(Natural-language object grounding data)
##############################

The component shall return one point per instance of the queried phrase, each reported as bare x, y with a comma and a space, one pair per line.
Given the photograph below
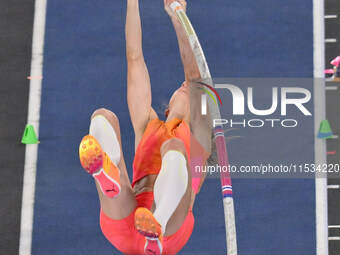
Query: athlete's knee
173, 144
107, 114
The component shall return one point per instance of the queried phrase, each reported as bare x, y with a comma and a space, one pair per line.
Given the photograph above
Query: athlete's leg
138, 81
173, 200
122, 205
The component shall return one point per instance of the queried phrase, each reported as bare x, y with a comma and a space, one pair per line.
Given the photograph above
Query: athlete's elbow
134, 57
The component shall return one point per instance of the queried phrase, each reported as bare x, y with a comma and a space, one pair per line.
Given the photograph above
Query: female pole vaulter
153, 215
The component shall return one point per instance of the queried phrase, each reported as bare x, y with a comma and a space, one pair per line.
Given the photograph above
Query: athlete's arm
188, 58
138, 89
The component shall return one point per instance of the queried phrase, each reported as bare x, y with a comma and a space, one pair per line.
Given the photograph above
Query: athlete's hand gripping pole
218, 130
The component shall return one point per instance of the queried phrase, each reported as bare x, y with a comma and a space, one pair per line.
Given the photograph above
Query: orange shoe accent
99, 165
147, 225
90, 154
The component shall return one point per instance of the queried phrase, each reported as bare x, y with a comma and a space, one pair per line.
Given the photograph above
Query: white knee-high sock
170, 186
102, 130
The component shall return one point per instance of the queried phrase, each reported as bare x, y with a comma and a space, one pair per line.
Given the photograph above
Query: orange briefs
123, 235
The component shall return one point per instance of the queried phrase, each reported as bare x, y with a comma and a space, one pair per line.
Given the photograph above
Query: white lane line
321, 206
33, 117
331, 16
334, 226
334, 238
330, 40
333, 186
331, 88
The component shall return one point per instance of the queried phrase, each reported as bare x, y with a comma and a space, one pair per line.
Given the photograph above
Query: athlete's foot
147, 225
96, 162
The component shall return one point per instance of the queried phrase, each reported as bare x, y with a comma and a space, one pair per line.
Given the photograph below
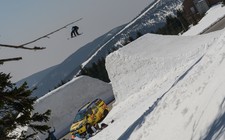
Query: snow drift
168, 87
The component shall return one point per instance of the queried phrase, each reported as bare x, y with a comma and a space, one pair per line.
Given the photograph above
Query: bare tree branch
21, 47
10, 59
47, 35
30, 42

##############################

→ **Work to be completed**: When you reproduce the entries above, keep every word exact and leave the images out.

→ **Result below**:
The component shall return one point per instance of the queried phrase, each reported as bare x, y with a comma and a space, one pair per line.
Given the photograph below
Query: athlete's knee
173, 144
107, 114
The component shall return one point per instance of the queried phrase, each reported as bare x, y with a comma and a space, one pair per line.
Given the photograph above
Query: athlete's leg
138, 81
173, 200
122, 205
The component shall return one point per instance of the queried phrase, each reported as bare x, y with a comma and a space, one pair per line.
Given the photograph above
Query: athlete's elbow
134, 57
The component shall return one point per instance of the queried phrase, each reported as bare x, y with a comma and a space, one pair per line.
Given the photograph above
Query: female pole vaulter
153, 215
The component shall return one point per instance of the queried phrase, each reported as bare x, y with a comma and a space, one pair per line.
Given the photograph above
Query: athlete's arm
188, 58
138, 89
The component shall return one point per instance of the queried phrase, each reported as bare x, y with a comma and a space, one pair per line.
Given the photograph above
Query: athlete's hand gripping pole
218, 130
The component shall return one point per instance of the queried phrase, each reported as bare x, y with a comma and a space, one pair per line.
Given the photograph above
Query: orange shoe accent
99, 165
147, 225
90, 154
The component shall return one point per instance of the queried phrase, each reported as bare x, y with a comma and a space, one pair per line.
Given the photograph above
Query: white knee-high sock
170, 186
102, 130
The component shall return one point per instance of the queried phrase, each reported as bare x, y with a comma and a space, one pair per line.
Given the photograph above
Query: orange briefs
123, 235
The component shall return one point per instance of the queried phrase, each reported as bare x, y with a comma and a space, one pair per line.
Given the photograph above
Query: white lane line
321, 206
33, 117
331, 16
334, 226
334, 238
330, 40
333, 186
331, 88
The component shall return one point per instance of the queried phrase, each reported as bare x, y with a comma and a space, one pair per line.
Given the photograph above
Query: athlete's foot
147, 225
96, 162
The component shall return one point per instance of the queried phrase, each reported as bare x, y with a comma and a space, one pair per line.
Given the photograph below
Query: snow drift
168, 87
The component shall return one point per instance of the queried phrase, each reported as bare x, y with a comma and a space, one pair per line.
Given the photograph above
Query: bare tree branch
21, 47
10, 59
47, 35
30, 42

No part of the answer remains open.